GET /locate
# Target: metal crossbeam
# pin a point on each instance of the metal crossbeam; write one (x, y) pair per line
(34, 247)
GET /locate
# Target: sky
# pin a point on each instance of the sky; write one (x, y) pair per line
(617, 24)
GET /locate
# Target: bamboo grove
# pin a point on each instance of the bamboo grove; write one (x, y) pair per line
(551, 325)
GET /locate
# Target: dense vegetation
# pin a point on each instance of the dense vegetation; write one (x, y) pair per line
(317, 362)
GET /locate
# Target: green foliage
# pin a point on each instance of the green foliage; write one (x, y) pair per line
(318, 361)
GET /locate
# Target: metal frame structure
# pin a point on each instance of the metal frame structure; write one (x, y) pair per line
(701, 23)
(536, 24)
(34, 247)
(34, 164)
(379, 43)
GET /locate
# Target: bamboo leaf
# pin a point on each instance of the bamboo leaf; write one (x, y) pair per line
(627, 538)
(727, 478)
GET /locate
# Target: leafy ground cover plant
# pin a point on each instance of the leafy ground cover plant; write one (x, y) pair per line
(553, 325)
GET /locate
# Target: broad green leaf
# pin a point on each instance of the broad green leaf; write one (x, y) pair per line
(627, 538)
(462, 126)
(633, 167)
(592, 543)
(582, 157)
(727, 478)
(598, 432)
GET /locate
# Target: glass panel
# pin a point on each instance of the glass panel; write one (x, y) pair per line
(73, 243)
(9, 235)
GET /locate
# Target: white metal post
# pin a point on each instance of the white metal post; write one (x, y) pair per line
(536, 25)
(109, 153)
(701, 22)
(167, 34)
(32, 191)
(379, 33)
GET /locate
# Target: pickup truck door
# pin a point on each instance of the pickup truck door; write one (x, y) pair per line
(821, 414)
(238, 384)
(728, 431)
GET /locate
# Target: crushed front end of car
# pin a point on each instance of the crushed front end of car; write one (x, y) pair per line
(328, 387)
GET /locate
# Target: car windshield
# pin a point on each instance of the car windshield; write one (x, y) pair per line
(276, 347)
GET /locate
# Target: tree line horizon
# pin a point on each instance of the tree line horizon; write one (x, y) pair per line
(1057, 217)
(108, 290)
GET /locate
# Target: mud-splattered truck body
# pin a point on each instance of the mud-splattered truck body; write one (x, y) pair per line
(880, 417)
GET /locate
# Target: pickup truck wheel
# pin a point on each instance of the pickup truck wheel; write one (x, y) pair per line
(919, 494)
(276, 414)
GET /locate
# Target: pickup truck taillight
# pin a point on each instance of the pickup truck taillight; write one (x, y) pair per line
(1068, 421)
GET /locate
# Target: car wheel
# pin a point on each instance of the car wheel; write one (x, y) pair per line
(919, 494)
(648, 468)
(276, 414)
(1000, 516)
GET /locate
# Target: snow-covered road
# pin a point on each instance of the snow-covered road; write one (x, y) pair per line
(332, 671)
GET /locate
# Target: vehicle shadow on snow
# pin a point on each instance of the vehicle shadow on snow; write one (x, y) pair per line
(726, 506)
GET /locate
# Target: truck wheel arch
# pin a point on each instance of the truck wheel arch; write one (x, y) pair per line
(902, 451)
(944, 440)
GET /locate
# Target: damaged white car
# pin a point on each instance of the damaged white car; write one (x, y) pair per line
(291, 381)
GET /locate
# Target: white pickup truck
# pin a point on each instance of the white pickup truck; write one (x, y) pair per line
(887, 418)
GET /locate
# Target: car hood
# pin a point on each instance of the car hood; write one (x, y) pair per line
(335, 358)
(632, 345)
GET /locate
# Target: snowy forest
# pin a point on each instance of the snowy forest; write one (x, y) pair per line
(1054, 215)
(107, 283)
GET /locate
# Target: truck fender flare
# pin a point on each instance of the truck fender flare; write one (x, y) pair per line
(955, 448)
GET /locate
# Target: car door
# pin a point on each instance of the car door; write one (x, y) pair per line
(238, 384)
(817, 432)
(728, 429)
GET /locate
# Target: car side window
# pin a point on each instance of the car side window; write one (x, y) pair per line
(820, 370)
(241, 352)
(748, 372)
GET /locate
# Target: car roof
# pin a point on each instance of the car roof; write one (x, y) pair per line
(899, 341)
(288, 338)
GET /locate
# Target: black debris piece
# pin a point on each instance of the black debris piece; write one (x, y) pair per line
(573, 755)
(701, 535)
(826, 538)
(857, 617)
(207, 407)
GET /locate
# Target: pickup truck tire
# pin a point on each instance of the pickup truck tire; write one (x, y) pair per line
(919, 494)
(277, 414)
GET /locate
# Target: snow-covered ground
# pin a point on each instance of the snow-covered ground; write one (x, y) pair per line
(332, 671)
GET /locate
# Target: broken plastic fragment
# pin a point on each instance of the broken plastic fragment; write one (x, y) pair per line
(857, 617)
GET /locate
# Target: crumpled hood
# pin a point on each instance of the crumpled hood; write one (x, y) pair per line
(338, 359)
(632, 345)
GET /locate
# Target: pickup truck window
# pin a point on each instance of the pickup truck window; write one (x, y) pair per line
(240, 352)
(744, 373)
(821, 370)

+--

Stated goal: Make an exact copy of the listing, including every line.

Solution:
GET /locate
# Target: metal crossbeam
# pin a point on each instance of the metal crossbeam; write one (x, y) pair per line
(34, 247)
GET /locate
# Target: sky
# pin a point on each instance of the sky; write one (x, y) pair per line
(617, 24)
GET /locate
# Target: bamboo grove
# pin a point on each instance of the bamboo grove; write one (x, y) pair per line
(551, 325)
GET /locate
# Target: dense vegetation
# pin a point on each instance of the dense vegetation; write one (x, y) pair per line
(317, 362)
GET /locate
# Target: green foliage
# pin a point on each instance of the green foliage; write one (x, y) pair per line
(318, 361)
GET /locate
# Target: metal frame structure
# pin a point on each instance of the metal frame structure; write one (x, y) pair per line
(701, 23)
(536, 24)
(34, 247)
(34, 164)
(379, 43)
GET /locate
# Target: bamboo leaf
# pin a point on each instance of the bamboo leaf; write one (x, y) pair per line
(627, 538)
(727, 478)
GET /locate
# Target: leafy ground cover plant
# pin a point on each instance of the leafy ground cover plant; write one (x, y) pair per line
(553, 325)
GET /locate
# Target: broad green leaf
# pin a point on each instance of the broad green leaf; write one (x, y) pair per line
(627, 538)
(462, 126)
(633, 167)
(592, 543)
(582, 157)
(727, 478)
(598, 432)
GET /locate
# Target: glass panel
# pin a point on each instance of the glass panel; write one (x, y) pair per line
(73, 243)
(9, 235)
GET /locate
# Target: white metal post
# pin a point on each instance of the white metal post; write one (x, y) pair per line
(536, 25)
(109, 153)
(701, 22)
(167, 34)
(32, 191)
(379, 33)
GET /locate
# Target: pickup truck door
# pin a point on each instance of the pickup truck door; write one (x, y) pair per line
(821, 414)
(238, 384)
(728, 431)
GET /locate
# Target: crushed front end of car
# pin a point on each instance of the crushed front end of car; write one (x, y) pair per line
(328, 387)
GET /locate
# Target: car windshield
# pin a point on each instance of the car windshield; write one (x, y) pair per line
(276, 347)
GET /locate
# Target: tree line horizon
# pin a point on each instance of the tree line horizon; write one (x, y) pair per line
(1057, 217)
(108, 290)
GET /locate
# Target: mud-splattered truck body
# pin a point on each instance of the mud-splattered truck body; write one (x, y) pair per line
(880, 417)
GET /locate
# Target: pickup truck wheel
# pin a point on each instance of the pickup truck wheel; write one (x, y) pair per line
(919, 494)
(276, 414)
GET /locate
# Target: pickup truck taillight
# pin a point on each instance of the pickup truck taillight; write one (x, y) pair per line
(1068, 421)
GET /locate
# Target: car wheel
# pin a point on each instance of the car wheel; write one (x, y) pair per line
(919, 494)
(648, 468)
(276, 414)
(1000, 516)
GET /locate
# Target: snow-covered road
# pin a point on each instance of the snow-covered road; write one (x, y) pair per line
(332, 671)
GET /locate
# Target: vehicle shadow on snow
# pin a point on each instance of the vehicle shadow on snow; write one (x, y) pair per line
(726, 506)
GET /locate
# Target: truck wheel arch
# pin a point on each instance of the truck wheel arch; write one (x, y) pair per line
(902, 451)
(944, 440)
GET /locate
# Target: damaged white car
# pin a point on each instance of the damaged white car; write one (x, y) pair per line
(291, 381)
GET /locate
# Target: white pickup truck
# pin a point on each instance of the white pickup truck; write one (x, y) pair per line
(887, 418)
GET /locate
# Target: car hood
# pin a point on each instance of the car hood; write one (x, y) pair per line
(335, 358)
(632, 345)
GET /locate
# Target: snowy forest
# pin a point on each instance of the snowy forest; write one (x, y) pair per line
(1054, 215)
(107, 283)
GET /locate
# Target: truck fender flare
# pin a point on each instance of the truck fender flare; write one (x, y) pair per line
(955, 448)
GET /locate
# Target: car door
# pin a point on each instance of the car door; write one (x, y) pair per line
(238, 384)
(817, 432)
(728, 429)
GET /locate
# Target: car side window
# pin a point on each instance of the car side window; write one (x, y) pair per line
(820, 370)
(241, 352)
(748, 372)
GET /locate
# Target: car roof
# pin a point on each instance of the car roof; write one (x, y) pair per line
(899, 341)
(288, 338)
GET /locate
# Target: black debris piece
# pin a point on each instance of the black debris piece; write one (x, y) pair per line
(573, 755)
(701, 535)
(826, 538)
(857, 617)
(207, 407)
GET /locate
# Target: pickup truck tire
# pin a point on each instance of the pickup truck tire; write one (x, y) pair per line
(919, 494)
(277, 414)
GET /locate
# Target: snow-covered ground
# pin a point on each instance of the snow-covered ground; write one (x, y) pair per line
(332, 671)
GET /locate
# Target: broken plastic fragment
# pin a point on each instance of the broken plastic fragment; write one (x, y) pair per line
(857, 617)
GET /locate
# Target: crumpled hood
# pin a point on each instance of the crumpled hood; write one (x, y) pair per line
(338, 359)
(632, 345)
GET /locate
# Target: pickup truck window
# pin a point on each instance of the pickup truck window; write one (x, y) pair per line
(240, 352)
(744, 373)
(821, 370)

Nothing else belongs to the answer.